## WHAT IS BEING ASKED
Copy the entries from the line containing "The pointer SHOULD return, for each instance of the blue" through the line containing "The pointer SHOULD return, for each instance of the dirt", both ends included, keeping every line and raising each coordinate in the answers by 25.
— START —
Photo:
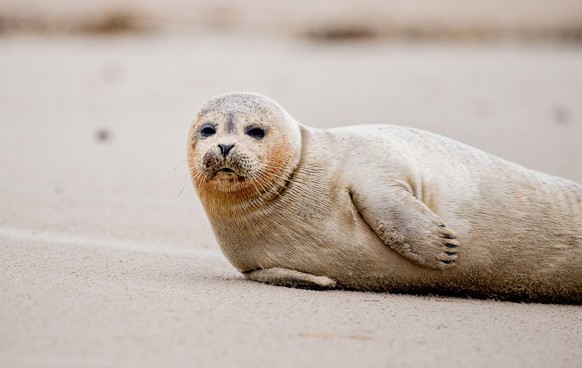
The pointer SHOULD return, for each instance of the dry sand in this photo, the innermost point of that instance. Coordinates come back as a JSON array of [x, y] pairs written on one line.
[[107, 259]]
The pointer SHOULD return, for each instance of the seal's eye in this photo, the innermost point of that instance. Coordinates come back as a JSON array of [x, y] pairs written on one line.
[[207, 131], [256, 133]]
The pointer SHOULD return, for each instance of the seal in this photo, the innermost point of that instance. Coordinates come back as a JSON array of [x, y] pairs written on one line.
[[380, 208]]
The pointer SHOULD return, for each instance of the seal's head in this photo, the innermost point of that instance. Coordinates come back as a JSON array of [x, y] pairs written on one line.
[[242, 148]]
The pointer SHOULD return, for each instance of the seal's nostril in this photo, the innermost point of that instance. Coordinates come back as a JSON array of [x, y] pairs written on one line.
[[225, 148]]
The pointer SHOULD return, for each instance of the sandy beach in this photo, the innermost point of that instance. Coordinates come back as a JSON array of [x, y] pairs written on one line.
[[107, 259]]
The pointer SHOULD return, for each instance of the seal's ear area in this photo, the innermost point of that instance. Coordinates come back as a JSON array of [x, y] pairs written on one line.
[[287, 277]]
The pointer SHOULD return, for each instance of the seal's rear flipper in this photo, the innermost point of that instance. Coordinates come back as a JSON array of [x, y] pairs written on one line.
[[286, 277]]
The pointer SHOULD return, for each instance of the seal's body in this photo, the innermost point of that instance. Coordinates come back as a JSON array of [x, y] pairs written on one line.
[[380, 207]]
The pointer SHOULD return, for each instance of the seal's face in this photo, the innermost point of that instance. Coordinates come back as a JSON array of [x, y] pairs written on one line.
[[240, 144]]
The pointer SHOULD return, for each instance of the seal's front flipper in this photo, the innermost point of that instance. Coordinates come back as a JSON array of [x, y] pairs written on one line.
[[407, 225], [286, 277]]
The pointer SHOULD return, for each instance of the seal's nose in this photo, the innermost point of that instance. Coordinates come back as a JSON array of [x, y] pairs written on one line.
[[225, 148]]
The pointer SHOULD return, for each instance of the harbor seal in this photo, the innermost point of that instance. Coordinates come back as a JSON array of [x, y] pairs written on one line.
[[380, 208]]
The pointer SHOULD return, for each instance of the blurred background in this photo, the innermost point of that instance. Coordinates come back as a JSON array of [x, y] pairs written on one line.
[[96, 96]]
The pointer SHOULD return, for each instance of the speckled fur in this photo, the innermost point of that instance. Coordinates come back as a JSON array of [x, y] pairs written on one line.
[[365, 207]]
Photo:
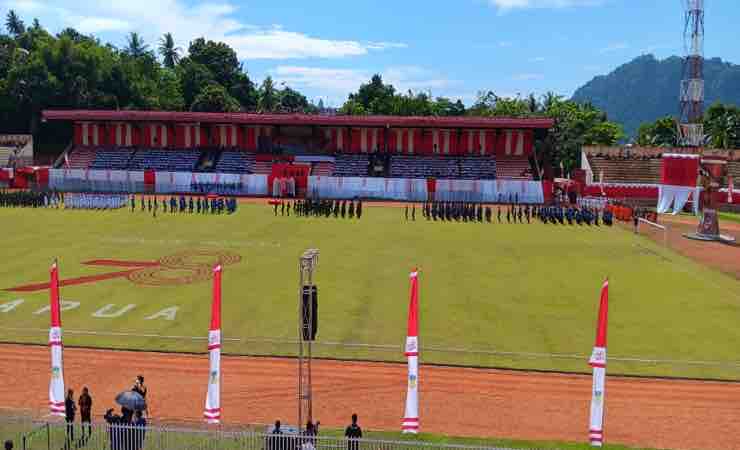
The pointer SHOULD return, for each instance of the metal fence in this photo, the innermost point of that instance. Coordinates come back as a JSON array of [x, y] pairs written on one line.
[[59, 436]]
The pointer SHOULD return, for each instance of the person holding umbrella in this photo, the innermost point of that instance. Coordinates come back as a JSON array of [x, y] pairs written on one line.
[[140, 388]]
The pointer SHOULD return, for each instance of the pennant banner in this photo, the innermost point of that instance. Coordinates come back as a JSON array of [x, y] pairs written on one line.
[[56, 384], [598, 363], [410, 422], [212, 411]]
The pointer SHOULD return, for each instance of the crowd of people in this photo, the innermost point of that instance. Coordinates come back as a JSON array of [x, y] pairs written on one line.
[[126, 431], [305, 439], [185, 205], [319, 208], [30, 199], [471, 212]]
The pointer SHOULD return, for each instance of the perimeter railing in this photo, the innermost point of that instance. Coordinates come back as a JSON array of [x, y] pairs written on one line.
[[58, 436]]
— END —
— START —
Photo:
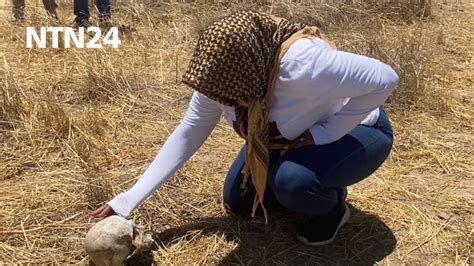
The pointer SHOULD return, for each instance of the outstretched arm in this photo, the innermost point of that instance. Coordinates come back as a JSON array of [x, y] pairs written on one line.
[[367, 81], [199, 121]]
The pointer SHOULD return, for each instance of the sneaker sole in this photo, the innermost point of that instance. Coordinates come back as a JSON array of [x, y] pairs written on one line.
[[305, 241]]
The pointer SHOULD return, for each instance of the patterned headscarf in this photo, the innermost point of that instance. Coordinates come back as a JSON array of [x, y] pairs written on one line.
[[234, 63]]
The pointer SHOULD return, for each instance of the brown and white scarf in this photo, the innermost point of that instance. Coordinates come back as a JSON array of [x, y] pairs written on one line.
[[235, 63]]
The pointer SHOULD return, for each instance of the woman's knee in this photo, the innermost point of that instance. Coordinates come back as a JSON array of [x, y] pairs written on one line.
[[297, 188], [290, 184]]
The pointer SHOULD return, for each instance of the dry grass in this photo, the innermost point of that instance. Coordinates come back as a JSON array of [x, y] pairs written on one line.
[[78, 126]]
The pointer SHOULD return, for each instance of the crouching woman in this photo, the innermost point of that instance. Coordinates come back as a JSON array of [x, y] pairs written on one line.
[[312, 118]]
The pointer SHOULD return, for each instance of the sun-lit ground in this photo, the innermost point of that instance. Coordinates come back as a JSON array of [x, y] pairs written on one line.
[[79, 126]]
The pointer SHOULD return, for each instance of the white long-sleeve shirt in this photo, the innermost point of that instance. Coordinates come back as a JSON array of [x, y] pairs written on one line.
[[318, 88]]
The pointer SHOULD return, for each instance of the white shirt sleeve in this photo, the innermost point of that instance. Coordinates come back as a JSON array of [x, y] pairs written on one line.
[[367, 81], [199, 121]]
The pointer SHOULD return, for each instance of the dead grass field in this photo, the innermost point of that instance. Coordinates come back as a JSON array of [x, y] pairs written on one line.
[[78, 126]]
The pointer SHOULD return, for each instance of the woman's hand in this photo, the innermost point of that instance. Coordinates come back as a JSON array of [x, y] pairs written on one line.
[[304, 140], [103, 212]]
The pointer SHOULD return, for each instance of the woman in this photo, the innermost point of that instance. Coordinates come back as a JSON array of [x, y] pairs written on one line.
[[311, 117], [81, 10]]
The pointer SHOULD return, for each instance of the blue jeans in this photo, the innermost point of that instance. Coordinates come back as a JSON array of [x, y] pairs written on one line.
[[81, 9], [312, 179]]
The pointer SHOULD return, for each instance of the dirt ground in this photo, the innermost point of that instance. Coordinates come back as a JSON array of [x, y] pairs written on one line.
— END —
## THE ANSWER
The pointer SHOULD return, for each instance of the blue jeans in this photo, the innermost point of that instance. Coordinates come back as a JSON array of [x, y] pairs written on one line.
[[106, 34], [337, 204]]
The pointer SHOULD return, for each instance of the dirt ground in this photo, the innermost point of that instance. Coordinates come back as a JSON array of [x, y] pairs written on one line.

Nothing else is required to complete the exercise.